**Yang Harus Dikerjakan:**
Berdasarkan teks sumber di bawah tentang Kota Mojokerto, jelaskan mengapa pengelolaan kota itu dianggap lebih mudah dibanding kota lain. Jawab dalam satu sampai tiga kalimat.

**Teks Sumber:**
───

Peduli Lingkungan

KOTA Mojokerto kembali meraih penghargaan Wahana Tata Nugraha (WTN) untuk kali ketiga dengan klasifikasi kota kecil. Penghargaan tertinggi tingkat nasional di bidang ketertiban lalu lintas dan angkutan kota tahun 2007 itu diserahkan langsung oleh Wakil Presiden Yusuf Kalla kepada Walikota Mojokerto Abdul Gani Suhartono di Jakarta, Kamis lalu. Ini berarti, setahun setelah memimpin Kota Mojokerto, Abdul Gani beserta jajaran DLLAJ dan polantas berhasil memperbaiki sekaligus mempertahankan kinerja di bidang lalu lintas dan angkutan jalan. Termasuk memperbaiki infrastruktur pendukungnya. Sehingga, secara berturut-turut mulai tahun 2005, 2006 dan 2007 mendapatkan penghargaan WTN. Dan, di tahun 2008 ini kesempatan meraih WTN untuk kali keempat masih terbuka.
Pengharaan ini juga tak lepas dari peranserta masyarakat Kota Mojokerto, khususnya dalam berprilaku tertib berlalu lintas. Meski, terkadang masih ada beberapa di antara mereka yang melanggar rambu lalu lintas. Seperti menerobos lampu merah, palang pintu kereta api, rambu larangan masuk dan larangan parkir. Itu semua menjadi tanggung jawab kita bersama untuk saling mengingatkan kepada saudara-saudara kita yang kesadaran berlalu lintasnya masih rendah. Dan, secara hukum juga menjadi tanggung jawab polisi untuk menindak dan menegakkan aturan.
Selain itu, keberhasilan itu juga tak lepas dari dukungan infrastruktur atau sarana prasarana yang memadai. Misalnya kondisi fisik jalan, trotoar, rambu-rambu lalu lintas, lampu penerangan jalan hingga kelayakan mobil angkutan kota yang beroperasi. Apalagi, beberapa jalan protokol di kota onde-onde ini tampak terlihat semakin cantik dan indah. Di beberapa sudut jalan kita jumpai taman beserta air mancurnya. Bunga-bunga nan indah menawan juga banyak menghiasi pot bunga di tepi jalan maupun di tengah-tengah pembatas jalan. Begitu pula kalau malam, suasana jalan di kota Mojokerto terlihat terang benderang.
Meski demikian, rasanya penghargaan WTN itu belum cukup kalau tidak diimbangi dengan penghargaan lain yang parameter penilaiannya tidak terlalu jauh dengan itu. Salah satunya, penghargaan Adipura, yang merupakan simbol tertinggi tingkat nasional untuk bidang kebersihan dan keasrian lingkungan. Kalau kita bisa menciptakan budaya berlalu lintas yang baik, mengapa kota kita tidak bisa menciptakan budaya hidup bersih dan peduli lingkungan?
Saya yakin pasti bisa. Asal ada kemauan, motivasi, kesadaran, kepedulian dan partisipasi dari seluruh pihak untuk saling bergotong royong memikirkan lingkungan kita. Jangan sampai tahun ini, Kota Mojokerto mendapat predikat kota terkotor seperti tahun-tahun kemarin. Apalagi, dari sisi administrasi pemerintahan, Kota Mojokerto ini merupakan kota paling kecil di Indonesia karena hanya terdiri dari dua kecamatan. Tentu, manajemen pegelolaannya akan lebih mudah dibanding kota lain yang memiliki banyak kecamatan.

───

**Data yang Diberikan:**
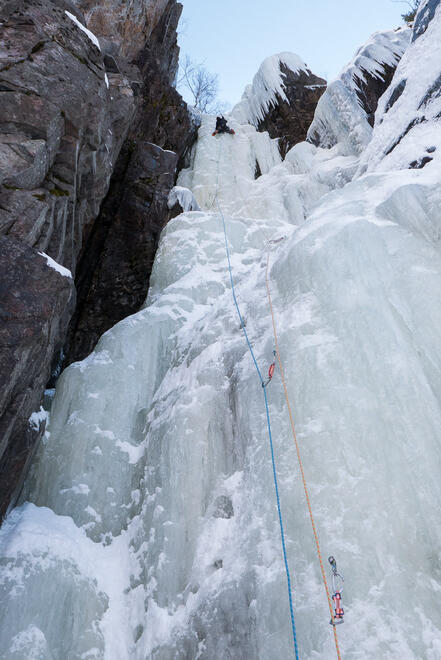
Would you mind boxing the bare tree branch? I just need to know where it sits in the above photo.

───

**Hasil Akhir:**
Dari sisi administrasi pemerintahan, Kota Mojokerto merupakan kota paling kecil di Indonesia karena hanya terdiri dari dua kecamatan. Karena itu, manajemen pengelolaannya dinilai lebih mudah dibanding kota lain yang memiliki banyak kecamatan.